PROBLEM 1 | Collect every line from the records below that contains the word "station".

EXTRACT |
I was at St. Peter’s Basilica yesterday afternoon – together with the participants of the summer course on Ecumenical and Interreligious Movements. I’ve been here so many times before and it’s good to be back – after 15 years. There were a lot of people – but it was difficult to distinguish the tourists from the pilgrims. Well, one can be both.
The most moving experience for me was going below the basilica and visiting the tomb of St. Peter and the other popes, especially John Paul II and John XXIII – my favorite popes. I said prayer before their tombs. Unfortunately, taking pictures of the tombs was prohibited.
I believe that what matters most is visiting the tomb of St. Peter and the popes after a long journey, and not just seeing the beautiful basilica and the works of art of Michaelangelo and Bernini.
In the middle ages, there were three major centers of pilgrimage – Jerusalem, Rome and Santiago de Compostela (Spain). Pilgrims would often go on a long journey – usually on foot – to reach these places. Now, it is easier and faster to get to these places. And it is difficult to distinguish the tourists and the pilgrims. At least at the Santiago de Compostela only those who have journeyed on foot (at least 100 km) or by bicycle (at least 200 km) can get the pilgrim’s certificate. This is what I will be doing next month – journeying barefoot along the 800 km trail of the Camino Frances starting at the foothills of the Pyrenees mountains and ending at the cathedral where St. James is believed to be entombed.
In a pilgrimage, what matters is not just the destination but the journey. The journey is both inner/spiritual and physical/geographical. The long physical/geographical journey moves the pilgrim to an inner/spiritual journey. This means moving at a slow, relax pace. There is no need to rush.
At 7:43 this morning I took the train to Assisi. By 10:15 I was already at the Assisi train station which was still 3 km to the old town. Instead of taking the bus, I just walked up. It was quite cold when I reached the Basilica of St. Francis and was in time for the mass. After the mass, I prayed before the tomb of St. Francis. I prayed for his intercession -that I will be able to run/walk barefoot on the Camino de Santiago in Spain next month – following his example.
After the mass, I walked around the town of Assisi – visiting the Basilica of St. Clare and the church/convent of San Damiano. Walking barefoot on the streets of Assisi was very pleasant, the pavement was smooth – except the rough road to San Damiano. I was very conscious of the fact that this was the same road that Francis and his followers walked on – barefoot.

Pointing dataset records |
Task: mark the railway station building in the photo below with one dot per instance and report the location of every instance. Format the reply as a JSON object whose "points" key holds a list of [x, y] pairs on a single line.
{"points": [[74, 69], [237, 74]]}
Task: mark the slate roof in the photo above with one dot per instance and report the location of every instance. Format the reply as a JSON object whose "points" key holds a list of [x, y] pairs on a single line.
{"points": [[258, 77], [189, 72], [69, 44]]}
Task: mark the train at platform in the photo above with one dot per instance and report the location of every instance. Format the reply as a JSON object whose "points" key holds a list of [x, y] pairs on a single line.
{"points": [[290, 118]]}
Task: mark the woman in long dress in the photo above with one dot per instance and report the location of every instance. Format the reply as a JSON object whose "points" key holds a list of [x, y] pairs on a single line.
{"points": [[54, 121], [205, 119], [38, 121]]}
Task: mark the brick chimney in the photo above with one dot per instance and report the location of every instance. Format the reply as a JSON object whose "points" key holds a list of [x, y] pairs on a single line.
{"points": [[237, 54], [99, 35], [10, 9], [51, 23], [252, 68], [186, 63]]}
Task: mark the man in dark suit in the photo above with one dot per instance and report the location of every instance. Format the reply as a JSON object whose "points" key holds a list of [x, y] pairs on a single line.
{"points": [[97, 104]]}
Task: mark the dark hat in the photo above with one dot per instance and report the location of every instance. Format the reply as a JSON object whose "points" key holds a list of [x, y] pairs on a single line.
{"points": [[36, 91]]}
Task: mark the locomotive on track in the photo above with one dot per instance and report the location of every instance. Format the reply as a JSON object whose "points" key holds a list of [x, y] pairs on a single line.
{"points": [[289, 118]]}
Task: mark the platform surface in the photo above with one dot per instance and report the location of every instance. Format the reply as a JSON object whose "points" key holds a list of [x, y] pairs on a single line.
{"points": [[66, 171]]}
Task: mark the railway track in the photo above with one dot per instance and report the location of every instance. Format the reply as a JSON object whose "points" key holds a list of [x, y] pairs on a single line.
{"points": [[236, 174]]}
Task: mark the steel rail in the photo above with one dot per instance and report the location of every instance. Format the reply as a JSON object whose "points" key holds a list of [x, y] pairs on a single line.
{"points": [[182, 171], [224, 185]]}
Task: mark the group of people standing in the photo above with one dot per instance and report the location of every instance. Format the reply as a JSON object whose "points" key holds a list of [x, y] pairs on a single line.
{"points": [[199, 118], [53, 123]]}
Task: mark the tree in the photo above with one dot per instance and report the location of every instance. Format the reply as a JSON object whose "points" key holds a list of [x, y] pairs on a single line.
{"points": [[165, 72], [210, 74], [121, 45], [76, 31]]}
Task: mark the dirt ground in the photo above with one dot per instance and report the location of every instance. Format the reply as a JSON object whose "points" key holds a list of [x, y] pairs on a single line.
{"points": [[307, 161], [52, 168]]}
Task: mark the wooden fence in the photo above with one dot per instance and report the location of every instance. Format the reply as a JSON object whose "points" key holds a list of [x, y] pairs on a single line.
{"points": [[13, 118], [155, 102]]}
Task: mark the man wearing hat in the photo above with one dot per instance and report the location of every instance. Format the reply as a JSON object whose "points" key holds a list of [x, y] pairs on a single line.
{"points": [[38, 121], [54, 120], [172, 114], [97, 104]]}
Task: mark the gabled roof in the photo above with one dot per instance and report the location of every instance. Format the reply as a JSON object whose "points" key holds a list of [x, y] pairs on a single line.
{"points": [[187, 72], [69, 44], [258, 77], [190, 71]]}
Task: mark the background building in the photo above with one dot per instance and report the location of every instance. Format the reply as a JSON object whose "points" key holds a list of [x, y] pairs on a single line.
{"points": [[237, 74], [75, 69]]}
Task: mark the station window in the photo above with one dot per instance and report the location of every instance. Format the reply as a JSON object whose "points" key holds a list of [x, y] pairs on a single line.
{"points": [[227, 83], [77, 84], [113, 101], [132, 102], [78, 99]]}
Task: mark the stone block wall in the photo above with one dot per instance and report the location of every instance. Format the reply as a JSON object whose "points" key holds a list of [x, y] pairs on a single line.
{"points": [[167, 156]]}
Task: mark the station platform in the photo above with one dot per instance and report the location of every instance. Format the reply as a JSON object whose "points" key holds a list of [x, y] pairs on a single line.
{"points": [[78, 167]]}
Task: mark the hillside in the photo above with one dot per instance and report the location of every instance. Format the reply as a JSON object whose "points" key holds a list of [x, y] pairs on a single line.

PROBLEM 2 | Repeat the pilgrimage account above word for word, starting at "The most moving" and stopping after "tombs was prohibited.".

TASK RESULT 1 |
Task: mark the railway station building in the photo below with one dot per instance and report the location of every instance. Format the reply as a JSON object whose "points" key holds a list of [x, y] pairs on a single line.
Task: mark the station window in the photo above with one dot per instance and report the location of every instance. Format the reply as a JSON object whose "points" key holds a list of [x, y] pairs on a single line.
Task: mark the station platform in the photo above with one dot per instance and report the location of every instance. Format the reply as a JSON object whose "points" key holds a list of [x, y] pairs on a single line.

TASK RESULT 2 |
The most moving experience for me was going below the basilica and visiting the tomb of St. Peter and the other popes, especially John Paul II and John XXIII – my favorite popes. I said prayer before their tombs. Unfortunately, taking pictures of the tombs was prohibited.